TEXTAUSSCHNITT
--------------------------------------------------

„Im Grunde ist das dem Staat ja recht“

GESUNDHEIT Die Gynäkologin Jessica Groß vom Büro für medizinische Flüchtlingshilfe erklärt, warum auch Schwangere mit gültigen Papieren Hilfe benötigen – und wie die Behörden ihre Verantwortung abwälzen

taz: Frau Groß, das Medibüro ruft für Freitag, 17 Uhr, zu einem „Schwangeren-Flashmob“ auf dem Alexanderplatz auf. Was steckt dahinter?

Jessica Groß: Wir nehmen den Frauentag zum Anlass, auf die Situation von Schwangeren ohne Papiere aufmerksam zu machen. Für viele illegalisierte Frauen ist es ein großes Problem, Schwangerschaft und Geburt zu meistern. Da sie keine Krankenversicherung haben, können sie nicht für Voruntersuchungen zum Arzt gehen oder sich im Krankenhaus zur Geburt anmelden.

Und wie helfen Sie ihnen?

--------------------------------------------------

ROHDATEN
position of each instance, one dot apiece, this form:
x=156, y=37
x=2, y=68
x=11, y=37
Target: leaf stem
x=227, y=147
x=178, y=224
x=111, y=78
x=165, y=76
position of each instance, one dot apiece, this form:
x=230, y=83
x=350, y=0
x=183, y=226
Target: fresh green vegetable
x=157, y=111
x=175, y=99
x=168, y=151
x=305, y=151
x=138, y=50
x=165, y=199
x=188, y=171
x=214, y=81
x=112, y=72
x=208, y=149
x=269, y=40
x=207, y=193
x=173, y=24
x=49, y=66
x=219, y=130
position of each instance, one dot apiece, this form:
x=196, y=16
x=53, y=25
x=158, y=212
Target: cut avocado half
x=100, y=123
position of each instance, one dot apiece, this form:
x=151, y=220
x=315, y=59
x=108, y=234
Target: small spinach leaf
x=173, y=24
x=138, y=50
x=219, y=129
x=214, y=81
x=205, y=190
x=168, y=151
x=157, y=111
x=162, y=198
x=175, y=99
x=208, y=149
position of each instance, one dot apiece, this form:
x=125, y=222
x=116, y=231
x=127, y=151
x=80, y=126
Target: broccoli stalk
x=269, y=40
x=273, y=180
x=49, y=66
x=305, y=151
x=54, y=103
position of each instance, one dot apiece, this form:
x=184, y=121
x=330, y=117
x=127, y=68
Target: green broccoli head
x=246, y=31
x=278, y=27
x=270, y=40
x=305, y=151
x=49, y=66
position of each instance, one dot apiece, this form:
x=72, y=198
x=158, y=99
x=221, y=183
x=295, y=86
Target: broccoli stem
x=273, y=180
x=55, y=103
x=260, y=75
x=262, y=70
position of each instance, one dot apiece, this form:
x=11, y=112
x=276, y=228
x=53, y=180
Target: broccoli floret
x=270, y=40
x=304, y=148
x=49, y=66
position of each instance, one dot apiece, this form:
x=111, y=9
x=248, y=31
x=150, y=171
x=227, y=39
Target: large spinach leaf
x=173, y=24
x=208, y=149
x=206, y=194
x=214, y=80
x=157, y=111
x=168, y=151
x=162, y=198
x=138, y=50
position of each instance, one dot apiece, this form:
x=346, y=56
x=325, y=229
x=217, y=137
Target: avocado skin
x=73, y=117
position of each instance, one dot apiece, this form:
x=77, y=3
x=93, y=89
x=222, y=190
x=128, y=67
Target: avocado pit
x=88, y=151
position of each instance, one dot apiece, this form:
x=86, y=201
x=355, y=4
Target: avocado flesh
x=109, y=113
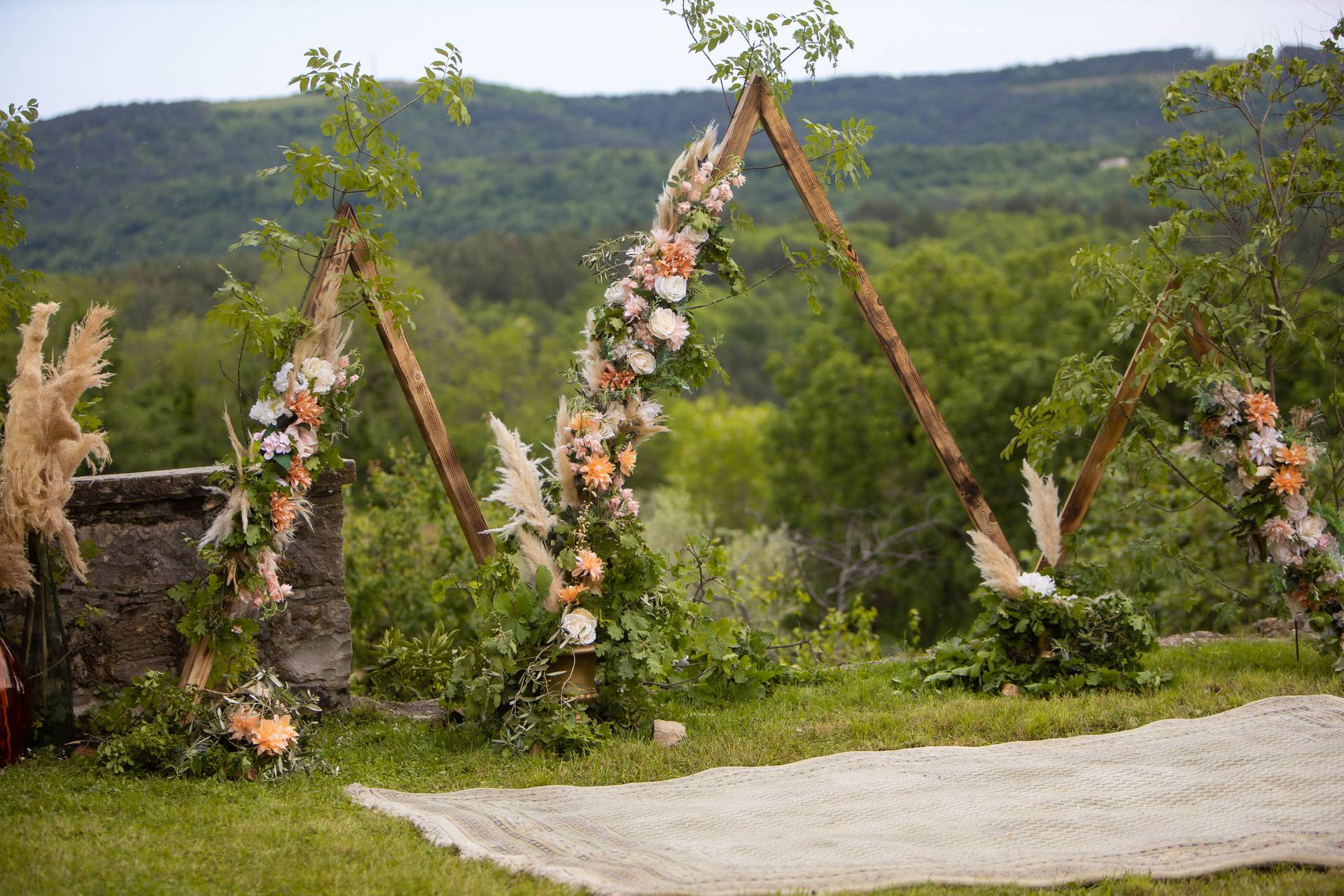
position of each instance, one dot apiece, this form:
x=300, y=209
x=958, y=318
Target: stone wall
x=140, y=523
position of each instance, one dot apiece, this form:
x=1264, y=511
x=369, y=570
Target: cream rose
x=580, y=626
x=640, y=362
x=663, y=323
x=671, y=289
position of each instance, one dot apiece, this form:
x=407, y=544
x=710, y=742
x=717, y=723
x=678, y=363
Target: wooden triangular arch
x=344, y=248
x=757, y=105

--------------------------------------------------

Schreibe die Fortsetzung des Interviews über Schwangere ohne Papiere, beginnend direkt nach seinem letzten Satz.

Wir versuchen Voruntersuchungen zu ermöglichen und helfen, einen Krankenhausplatz zu finden. Mittelfristig versuchen wir die Bedingungen für papierlose Frauen zu verbessern. Wir haben erreicht, dass Schwangere für je drei Monate vor und nach der Geburt in Berlin eine Duldung bekommen können. Die Umsetzung ist aber schwierig.

Kein Krankenhaus darf eine Schwangere in den Wehen abweisen. Warum ist Ihre Arbeit dennoch so wichtig?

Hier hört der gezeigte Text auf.